**What the task asks:** Retype, word for word, only the lines from the one with "The client would like the girl's dark" through the last line of the data below.
- - - -
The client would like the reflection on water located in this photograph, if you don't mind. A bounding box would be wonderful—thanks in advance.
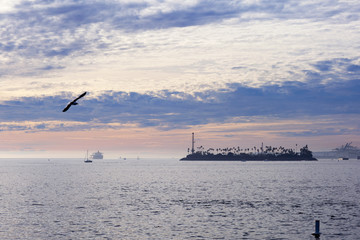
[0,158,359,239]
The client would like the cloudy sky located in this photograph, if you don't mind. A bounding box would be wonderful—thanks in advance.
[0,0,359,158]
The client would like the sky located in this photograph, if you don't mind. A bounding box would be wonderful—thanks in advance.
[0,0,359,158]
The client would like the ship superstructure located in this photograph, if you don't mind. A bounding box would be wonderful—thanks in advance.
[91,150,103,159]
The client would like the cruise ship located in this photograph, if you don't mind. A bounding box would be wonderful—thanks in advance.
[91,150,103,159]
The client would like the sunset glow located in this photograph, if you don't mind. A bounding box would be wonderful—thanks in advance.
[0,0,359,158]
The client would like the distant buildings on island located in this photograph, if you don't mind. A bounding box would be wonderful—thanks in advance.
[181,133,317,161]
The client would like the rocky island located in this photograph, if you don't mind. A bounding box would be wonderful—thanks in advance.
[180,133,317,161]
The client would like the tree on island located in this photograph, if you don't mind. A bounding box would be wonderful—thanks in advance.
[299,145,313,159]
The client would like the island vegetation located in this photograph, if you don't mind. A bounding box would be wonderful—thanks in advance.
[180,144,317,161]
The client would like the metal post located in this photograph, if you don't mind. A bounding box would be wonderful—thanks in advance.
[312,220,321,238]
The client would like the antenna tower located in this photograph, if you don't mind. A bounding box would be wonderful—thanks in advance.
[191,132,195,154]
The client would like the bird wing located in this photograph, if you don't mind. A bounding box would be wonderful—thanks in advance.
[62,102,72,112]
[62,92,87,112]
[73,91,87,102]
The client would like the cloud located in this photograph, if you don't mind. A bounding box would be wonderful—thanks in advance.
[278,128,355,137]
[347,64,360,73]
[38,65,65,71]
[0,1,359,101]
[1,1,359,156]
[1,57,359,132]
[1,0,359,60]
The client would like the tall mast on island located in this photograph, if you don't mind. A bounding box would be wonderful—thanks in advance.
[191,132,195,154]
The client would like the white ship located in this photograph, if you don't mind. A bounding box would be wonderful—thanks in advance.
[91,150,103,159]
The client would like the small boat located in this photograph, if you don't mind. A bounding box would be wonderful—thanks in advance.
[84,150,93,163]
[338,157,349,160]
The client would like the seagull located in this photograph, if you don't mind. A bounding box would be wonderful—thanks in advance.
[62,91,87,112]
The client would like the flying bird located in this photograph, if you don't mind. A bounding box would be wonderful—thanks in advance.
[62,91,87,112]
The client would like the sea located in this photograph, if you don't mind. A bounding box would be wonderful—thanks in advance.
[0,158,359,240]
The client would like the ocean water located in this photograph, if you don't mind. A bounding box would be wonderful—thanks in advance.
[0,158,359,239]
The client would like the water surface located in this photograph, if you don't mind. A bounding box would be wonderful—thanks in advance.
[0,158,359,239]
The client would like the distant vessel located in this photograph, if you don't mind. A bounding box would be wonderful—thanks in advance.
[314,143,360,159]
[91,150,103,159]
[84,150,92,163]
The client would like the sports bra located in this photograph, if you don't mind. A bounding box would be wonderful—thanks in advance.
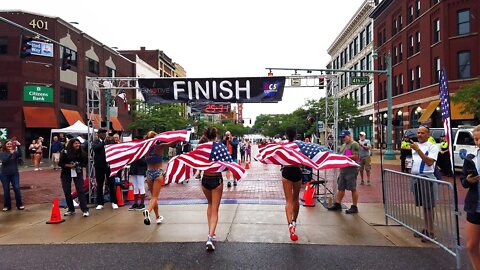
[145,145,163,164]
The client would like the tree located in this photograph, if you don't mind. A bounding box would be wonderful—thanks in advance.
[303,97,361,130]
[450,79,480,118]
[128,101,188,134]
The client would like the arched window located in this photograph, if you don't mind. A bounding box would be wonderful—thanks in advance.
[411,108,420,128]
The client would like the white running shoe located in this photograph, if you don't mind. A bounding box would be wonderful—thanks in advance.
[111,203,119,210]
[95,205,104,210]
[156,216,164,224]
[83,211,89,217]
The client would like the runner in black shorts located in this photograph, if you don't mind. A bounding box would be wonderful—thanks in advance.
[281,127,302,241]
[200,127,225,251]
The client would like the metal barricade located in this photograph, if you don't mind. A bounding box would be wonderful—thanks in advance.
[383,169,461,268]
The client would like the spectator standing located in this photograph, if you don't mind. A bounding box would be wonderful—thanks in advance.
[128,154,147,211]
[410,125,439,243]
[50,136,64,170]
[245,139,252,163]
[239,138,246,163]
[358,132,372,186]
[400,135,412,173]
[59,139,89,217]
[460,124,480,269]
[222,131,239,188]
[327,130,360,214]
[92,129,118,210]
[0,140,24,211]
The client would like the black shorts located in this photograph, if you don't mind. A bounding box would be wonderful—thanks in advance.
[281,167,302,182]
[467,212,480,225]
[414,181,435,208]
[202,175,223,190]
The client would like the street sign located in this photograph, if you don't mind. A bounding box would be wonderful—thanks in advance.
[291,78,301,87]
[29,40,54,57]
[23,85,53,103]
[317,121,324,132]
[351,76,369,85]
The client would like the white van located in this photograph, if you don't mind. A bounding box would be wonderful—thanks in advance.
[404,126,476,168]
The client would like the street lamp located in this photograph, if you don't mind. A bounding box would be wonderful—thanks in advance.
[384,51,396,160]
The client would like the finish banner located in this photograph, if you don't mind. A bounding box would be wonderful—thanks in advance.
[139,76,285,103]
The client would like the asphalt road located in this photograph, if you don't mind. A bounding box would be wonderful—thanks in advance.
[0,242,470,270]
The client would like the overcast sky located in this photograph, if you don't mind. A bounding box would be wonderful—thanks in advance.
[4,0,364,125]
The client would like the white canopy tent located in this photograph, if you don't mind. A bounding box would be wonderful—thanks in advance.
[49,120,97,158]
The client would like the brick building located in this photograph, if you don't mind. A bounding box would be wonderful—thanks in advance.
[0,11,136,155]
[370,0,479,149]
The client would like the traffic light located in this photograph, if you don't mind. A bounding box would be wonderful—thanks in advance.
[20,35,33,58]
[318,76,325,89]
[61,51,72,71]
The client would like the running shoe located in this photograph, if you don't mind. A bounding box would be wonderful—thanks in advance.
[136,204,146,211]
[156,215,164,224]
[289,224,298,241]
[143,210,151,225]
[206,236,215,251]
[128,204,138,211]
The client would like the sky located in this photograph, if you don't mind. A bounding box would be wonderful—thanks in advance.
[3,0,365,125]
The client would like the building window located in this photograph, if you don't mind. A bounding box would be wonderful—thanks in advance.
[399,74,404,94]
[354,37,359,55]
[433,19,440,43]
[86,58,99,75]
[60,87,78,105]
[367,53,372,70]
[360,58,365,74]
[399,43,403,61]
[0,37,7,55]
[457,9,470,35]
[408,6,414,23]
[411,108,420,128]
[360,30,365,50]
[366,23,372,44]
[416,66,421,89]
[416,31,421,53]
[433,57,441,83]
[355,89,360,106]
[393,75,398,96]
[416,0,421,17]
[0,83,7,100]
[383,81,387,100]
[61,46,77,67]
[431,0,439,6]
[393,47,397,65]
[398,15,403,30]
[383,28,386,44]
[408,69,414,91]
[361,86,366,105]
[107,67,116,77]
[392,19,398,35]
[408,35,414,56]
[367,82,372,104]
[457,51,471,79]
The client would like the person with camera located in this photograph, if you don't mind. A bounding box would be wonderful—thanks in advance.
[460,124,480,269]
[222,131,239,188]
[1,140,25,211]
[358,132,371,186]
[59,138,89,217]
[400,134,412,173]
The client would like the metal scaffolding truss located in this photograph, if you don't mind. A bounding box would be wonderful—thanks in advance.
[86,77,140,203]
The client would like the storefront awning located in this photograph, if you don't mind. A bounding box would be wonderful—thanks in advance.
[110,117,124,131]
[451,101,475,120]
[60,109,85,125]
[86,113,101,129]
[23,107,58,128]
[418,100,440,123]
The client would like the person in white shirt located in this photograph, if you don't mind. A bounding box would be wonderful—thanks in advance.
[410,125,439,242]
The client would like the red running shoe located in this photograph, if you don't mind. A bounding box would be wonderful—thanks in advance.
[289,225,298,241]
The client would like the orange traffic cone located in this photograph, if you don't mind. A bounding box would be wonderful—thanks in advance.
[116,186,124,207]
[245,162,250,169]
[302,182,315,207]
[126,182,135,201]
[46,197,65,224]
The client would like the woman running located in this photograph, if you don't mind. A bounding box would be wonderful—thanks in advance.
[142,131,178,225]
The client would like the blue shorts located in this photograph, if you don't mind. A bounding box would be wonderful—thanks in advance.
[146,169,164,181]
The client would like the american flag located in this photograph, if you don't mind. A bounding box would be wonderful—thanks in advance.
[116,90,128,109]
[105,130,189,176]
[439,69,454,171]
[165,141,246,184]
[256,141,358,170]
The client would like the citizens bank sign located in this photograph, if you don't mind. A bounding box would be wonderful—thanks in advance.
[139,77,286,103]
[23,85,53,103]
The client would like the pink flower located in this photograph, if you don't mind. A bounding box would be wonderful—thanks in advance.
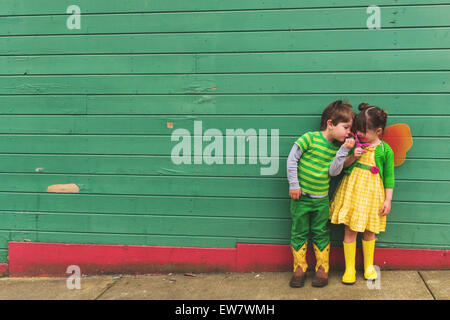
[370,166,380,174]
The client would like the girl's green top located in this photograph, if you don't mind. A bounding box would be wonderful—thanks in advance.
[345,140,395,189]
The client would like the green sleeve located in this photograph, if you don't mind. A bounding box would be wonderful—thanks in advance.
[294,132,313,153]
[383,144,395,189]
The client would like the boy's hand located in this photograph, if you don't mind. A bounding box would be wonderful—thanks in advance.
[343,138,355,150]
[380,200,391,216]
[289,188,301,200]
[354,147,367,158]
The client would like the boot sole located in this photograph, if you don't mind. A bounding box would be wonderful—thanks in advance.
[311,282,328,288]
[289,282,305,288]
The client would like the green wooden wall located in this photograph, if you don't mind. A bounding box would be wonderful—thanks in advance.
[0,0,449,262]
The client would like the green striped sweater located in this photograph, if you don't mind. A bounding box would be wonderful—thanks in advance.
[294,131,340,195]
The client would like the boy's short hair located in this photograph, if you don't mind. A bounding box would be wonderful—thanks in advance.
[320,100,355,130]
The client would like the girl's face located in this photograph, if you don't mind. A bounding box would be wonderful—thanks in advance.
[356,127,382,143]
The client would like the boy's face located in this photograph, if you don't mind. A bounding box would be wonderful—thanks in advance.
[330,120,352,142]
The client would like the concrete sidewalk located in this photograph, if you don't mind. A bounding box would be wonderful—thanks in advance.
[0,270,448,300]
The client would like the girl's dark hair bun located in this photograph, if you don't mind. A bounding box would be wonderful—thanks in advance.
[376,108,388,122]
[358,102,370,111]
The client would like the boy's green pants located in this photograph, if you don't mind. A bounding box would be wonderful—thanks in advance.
- - - -
**Answer to this exercise:**
The client would like the girl's dark hair bun located in this photograph, if you don't mind. A bounding box would be wonderful—thanks in advance.
[376,108,388,122]
[358,102,370,111]
The client would like the boy's green pants located in this photograph, if you don't mind. A bounding box would be wonderful—thanks in advance.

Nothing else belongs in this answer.